■ About this task ■
Produce a character-for-character copy of the data below.

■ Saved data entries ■
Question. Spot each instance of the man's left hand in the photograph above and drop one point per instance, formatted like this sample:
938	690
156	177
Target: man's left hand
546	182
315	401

■ Your solution ■
Question. Spot each instance of the man's left hand in the photograph above and drop one point per instance, formatted like this sample:
938	690
156	177
Target: man's left hand
546	182
315	401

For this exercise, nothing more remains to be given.